Avoid use. Information regarding safety and efficacy of medicinal cannabis in pregnancy and lactation is limited. In retrospective studies, cannabis use during pregnancy had a modest effect on fetal growth, with some studies demonstrating decreases in birth weight; because the maximal reported birth weight difference is on the order of about 100 g, the clinical significance of this decrease in birth weight is questionable.Merlob 2017 An increased risk of "small for gestational age" and neonatal intensive care unit admission was found in a large retrospective study that specifically excluded tobacco smokers.Grant 2018 Some minor developmental abnormalities were associated with maternal use during pregnancy but were not sustained in the long term (at 3 years of age), and no apparent differences in IQ were noted in some studies.Davies 2005, Hall 2003, Reece 2009 However, data are inconsistent, and other studies suggest that altered neurodevelopment can be present up to 14 years postexposure.Grant 2018, Merlob 2017 A case-control study reported increased rates of stillbirth among women using marijuana during pregnancy; however, confounders such as alcohol and tobacco use may have contributed to these findings.Merlob 2017

THC crosses the placental barrier and is excreted in breast milk.Baker 2018, Davies 2005 Data from the human milk biorepository (Mommy's Milk) revealed that delta-9-THC, 11-OH-THC, and cannabidiol were detectable in 63%, 9%, and 9%, respectively, of 54 samples from lactating women who reported recent marijuana use. Most of the women (88%) reported at least daily use via inhalation (64%) (other routes included ingestion or topical). Significant negative predictors of delta-9-THC concentrations were hours since last use, number of uses per day, and time lag between date of milk collection and date the sample was analyzed. Based on assumptions regarding breast-feeding frequency and 6% oral bioavailability, an estimated delta-9-THC level of 0.04 ng/mL was calculated for a 3-month-old infant weighing 6.1 kg; this would yield a dose ingested via breast milk approximately 1,000 times lower than that of an adult who consumed 10 mg delta-9-THC.Bertrand 2018 Lower baseline plasma prolactin levels have been demonstrated with frequent cannabis use.Ranganathan 2009

Because legalization of recreational and medicinal cannabis use is increasing in the United States, the American College of Obstetricians and Gynecologists encourages clinicians to specifically inquire into cannabis use in pregnant and/or breastfeeding women. Prescribing or suggesting use of cannabis during pregnancy or for women contemplating pregnancy is discouraged.ACOG 2017


Few case reports exist of interactions in which cannabis is solely implicated. Additive effects may occur if nabilone or THC are taken with other CNS depressants, and decreased need for analgesics, dexamethasone, and ondansetron is possible with concomitant use.(Tran 2017) The cannabinoids THC and CBD are both metabolized by the CYP-450 enzyme system.(Gaston 2017, Tran 2017) CBD has been shown to inhibit CYP2C19, CYP2D6, CYP2C9, and CYP3 enzymes, and induce members of the CYP2B family in animal models.(Gaston 2017) CBD may also be an inhibitor of certain transporter systems.(Perucca 2017)
---*---
- _Task prompt_:
Please return the part of the cannabis passage that runs from "Few case reports" up to and including "transporter systems.(Perucca 2017)", copied word for word.

- _Data under study_:
---*---
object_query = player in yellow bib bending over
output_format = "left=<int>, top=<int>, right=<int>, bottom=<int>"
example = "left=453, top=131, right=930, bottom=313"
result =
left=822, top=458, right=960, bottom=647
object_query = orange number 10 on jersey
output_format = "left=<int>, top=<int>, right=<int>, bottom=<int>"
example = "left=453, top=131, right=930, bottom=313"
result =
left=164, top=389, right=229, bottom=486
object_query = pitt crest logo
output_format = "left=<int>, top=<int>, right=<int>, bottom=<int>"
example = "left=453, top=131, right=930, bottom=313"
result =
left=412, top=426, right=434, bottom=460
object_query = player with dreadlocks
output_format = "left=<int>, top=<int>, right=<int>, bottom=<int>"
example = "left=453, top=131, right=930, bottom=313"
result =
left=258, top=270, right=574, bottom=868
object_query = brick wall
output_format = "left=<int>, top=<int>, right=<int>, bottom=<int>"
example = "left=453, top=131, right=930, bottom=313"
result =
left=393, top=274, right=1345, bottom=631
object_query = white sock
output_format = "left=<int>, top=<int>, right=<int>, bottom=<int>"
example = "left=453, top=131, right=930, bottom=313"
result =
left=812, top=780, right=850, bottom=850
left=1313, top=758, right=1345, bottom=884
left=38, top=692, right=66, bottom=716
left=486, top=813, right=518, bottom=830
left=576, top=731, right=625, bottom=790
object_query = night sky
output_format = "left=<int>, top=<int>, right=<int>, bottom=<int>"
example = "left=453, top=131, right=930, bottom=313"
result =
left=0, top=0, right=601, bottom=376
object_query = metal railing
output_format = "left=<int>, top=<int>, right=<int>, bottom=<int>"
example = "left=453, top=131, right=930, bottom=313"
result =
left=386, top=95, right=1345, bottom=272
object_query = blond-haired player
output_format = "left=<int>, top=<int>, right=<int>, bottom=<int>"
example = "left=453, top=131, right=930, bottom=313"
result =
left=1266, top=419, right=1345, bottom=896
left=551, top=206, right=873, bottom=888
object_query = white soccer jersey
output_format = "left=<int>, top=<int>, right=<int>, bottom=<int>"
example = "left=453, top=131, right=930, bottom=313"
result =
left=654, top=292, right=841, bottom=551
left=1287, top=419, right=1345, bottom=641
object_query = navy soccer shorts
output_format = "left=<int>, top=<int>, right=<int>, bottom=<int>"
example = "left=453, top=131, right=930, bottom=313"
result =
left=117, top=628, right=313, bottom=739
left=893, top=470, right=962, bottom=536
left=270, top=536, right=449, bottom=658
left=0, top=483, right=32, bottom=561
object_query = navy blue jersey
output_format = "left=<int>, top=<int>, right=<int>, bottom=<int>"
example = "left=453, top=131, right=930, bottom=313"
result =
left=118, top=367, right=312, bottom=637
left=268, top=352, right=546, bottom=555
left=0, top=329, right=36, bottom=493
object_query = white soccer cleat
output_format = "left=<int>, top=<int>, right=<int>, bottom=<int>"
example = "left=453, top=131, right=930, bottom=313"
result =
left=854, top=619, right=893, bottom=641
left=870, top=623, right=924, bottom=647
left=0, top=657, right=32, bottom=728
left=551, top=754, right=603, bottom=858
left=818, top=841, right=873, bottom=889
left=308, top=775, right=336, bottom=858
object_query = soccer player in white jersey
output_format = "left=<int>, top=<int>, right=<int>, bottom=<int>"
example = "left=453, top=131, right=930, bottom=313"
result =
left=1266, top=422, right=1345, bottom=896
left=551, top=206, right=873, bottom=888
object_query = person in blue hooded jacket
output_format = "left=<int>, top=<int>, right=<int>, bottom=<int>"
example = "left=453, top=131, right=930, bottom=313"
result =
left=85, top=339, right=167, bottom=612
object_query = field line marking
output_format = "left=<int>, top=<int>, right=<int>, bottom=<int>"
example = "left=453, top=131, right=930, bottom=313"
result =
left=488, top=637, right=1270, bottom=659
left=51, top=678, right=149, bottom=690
---*---
- _Task response_:
Few case reports exist of interactions in which cannabis is solely implicated. Additive effects may occur if nabilone or THC are taken with other CNS depressants, and decreased need for analgesics, dexamethasone, and ondansetron is possible with concomitant use.(Tran 2017) The cannabinoids THC and CBD are both metabolized by the CYP-450 enzyme system.(Gaston 2017, Tran 2017) CBD has been shown to inhibit CYP2C19, CYP2D6, CYP2C9, and CYP3 enzymes, and induce members of the CYP2B family in animal models.(Gaston 2017) CBD may also be an inhibitor of certain transporter systems.(Perucca 2017)